* Compiti *
(a) Nel racconto del viaggio a Napoli, in quale stazione della metropolitana si scende per raggiungere il San Paolo?
(b) Trascrivi dal racconto del viaggio a Napoli il passo che va da "Il treno corre" fino a "d’ore di spensieratezza." compreso.
(c) Scrivi il seguito del racconto del viaggio a Napoli, cominciando dopo l'ultima frase.

* Testo fornito *
# # # # # # #

Il treno corre lento sui binari della direttissima Roma-Napoli. Dopo Latina si svuota lasciandomi praticamente solo con le cuffie e il mio cellulare in versione radio a tutto volume. È una di quelle giornate in cui avrei persino voglia di isolarmi ed in cui solo il calcio e gli ultras, assieme a poche altre cose, possono regalarmi un paio d’ore di spensieratezza.

Giocandosi in notturna opto per una combinazione da vero “zingarone”: andata in treno e ritorno con Blablacar. Appuntamento alle 23,40 a Piazza Garibaldi, ma quello è un altro capitolo su cui mi soffermerò nel finale. Arrivo a Napoli Centrale alle 19:18, un orario perfetto giocandosi la gara alle 21. Per raggiungere il San Paolo è “sufficiente” prendere l’affollatissima metropolitana e scendere nella storica stazione di Campi Flegrei. Quando si parla di tifo e calcio in generale non si può non collegare questo scalo ferroviario alla storia della società partenopea, almeno da quando gioca a Fuorigrotta. Un tempo, quando pallone era sinonimo di libertà e spensieratezza, da queste parti venivano fatte scendere le tifoserie ospiti. Certo, negare che vi si siano svolte vere e proprie guerriglie sarebbe mentire (vedi Napoli-Roma del 2001), ma è vero anche che oggigiorno, con le accortezze che quando vogliono le questure sanno usare, tutto ciò sarebbe impensabile. Ma ci sono i divieti e le tessere. Quindi parliamo sostanzialmente di aria fritta.

# # # # # # #

* Righe fornite *
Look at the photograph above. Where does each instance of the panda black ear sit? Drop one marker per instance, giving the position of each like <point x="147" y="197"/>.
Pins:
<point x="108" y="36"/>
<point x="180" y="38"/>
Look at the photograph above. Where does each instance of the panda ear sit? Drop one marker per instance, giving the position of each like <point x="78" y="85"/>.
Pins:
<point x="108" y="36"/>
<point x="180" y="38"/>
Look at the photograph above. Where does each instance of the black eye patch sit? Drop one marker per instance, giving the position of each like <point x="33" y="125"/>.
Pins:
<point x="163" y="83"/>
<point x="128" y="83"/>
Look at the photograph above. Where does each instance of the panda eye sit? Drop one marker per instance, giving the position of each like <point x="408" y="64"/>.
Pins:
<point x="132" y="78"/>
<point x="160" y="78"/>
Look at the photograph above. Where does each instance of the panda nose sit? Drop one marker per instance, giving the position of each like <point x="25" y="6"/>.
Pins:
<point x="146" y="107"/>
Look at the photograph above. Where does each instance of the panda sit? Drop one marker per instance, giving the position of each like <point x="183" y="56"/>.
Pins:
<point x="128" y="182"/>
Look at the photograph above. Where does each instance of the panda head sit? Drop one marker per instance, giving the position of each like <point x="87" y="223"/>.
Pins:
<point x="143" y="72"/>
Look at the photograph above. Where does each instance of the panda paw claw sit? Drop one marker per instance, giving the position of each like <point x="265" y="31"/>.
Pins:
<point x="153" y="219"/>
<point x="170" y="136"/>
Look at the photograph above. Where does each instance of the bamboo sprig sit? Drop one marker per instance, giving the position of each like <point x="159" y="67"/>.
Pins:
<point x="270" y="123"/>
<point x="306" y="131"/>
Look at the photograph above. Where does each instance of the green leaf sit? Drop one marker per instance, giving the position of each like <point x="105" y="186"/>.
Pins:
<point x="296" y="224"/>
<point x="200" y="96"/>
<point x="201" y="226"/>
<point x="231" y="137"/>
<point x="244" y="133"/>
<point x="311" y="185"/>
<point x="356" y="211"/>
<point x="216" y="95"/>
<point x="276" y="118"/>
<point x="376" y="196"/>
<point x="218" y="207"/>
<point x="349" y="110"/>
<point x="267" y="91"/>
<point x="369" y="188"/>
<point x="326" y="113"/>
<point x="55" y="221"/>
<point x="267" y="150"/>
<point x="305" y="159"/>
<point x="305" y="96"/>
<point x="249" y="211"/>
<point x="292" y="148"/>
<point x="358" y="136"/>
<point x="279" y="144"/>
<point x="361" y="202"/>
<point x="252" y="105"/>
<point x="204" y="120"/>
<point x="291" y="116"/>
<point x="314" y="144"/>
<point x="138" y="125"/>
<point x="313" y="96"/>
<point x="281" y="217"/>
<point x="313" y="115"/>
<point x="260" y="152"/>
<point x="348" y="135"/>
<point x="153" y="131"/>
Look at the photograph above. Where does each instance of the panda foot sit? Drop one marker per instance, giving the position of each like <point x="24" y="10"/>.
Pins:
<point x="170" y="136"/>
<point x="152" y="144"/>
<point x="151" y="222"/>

# # # # # # #

* Risposte in ordine *
(a) Campi Flegrei.

(b)
Il treno corre lento sui binari della direttissima Roma-Napoli. Dopo Latina si svuota lasciandomi praticamente solo con le cuffie e il mio cellulare in versione radio a tutto volume. È una di quelle giornate in cui avrei persino voglia di isolarmi ed in cui solo il calcio e gli ultras, assieme a poche altre cose, possono regalarmi un paio d’ore di spensieratezza.

(c)
È il Genoa a sbarcare in Campania stasera. Ciò vuol dire rinsaldare uno storico gemellaggio che ormai esiste dal 1982. Era il 16 maggio di quell’anno infatti, quando al San Paolo gli azzurri ospitavano il Grifone che si giocava la salvezza con il Milan ed a cui serviva un pareggio. Il pubblico di casa, in ostilità con quello meneghino, si schierò al fianco della squadra allenata da Simoni che, all’82’, trovò il definitivo 2-2 con Faccenda, centrando la salvezza e condannando il Milan alla seconda retrocessione della sua storia. Da lì in poi ben 33 anni di amicizia suggellata dai consueti scambi di sciarpe e giri di campo con striscioni e bandieroni. Scene che forse oggi non vedremo mai più a causa delle restrizioni poliziesche in voga negli stadi, ma che fino a poco tempo fa erano la consuetudine.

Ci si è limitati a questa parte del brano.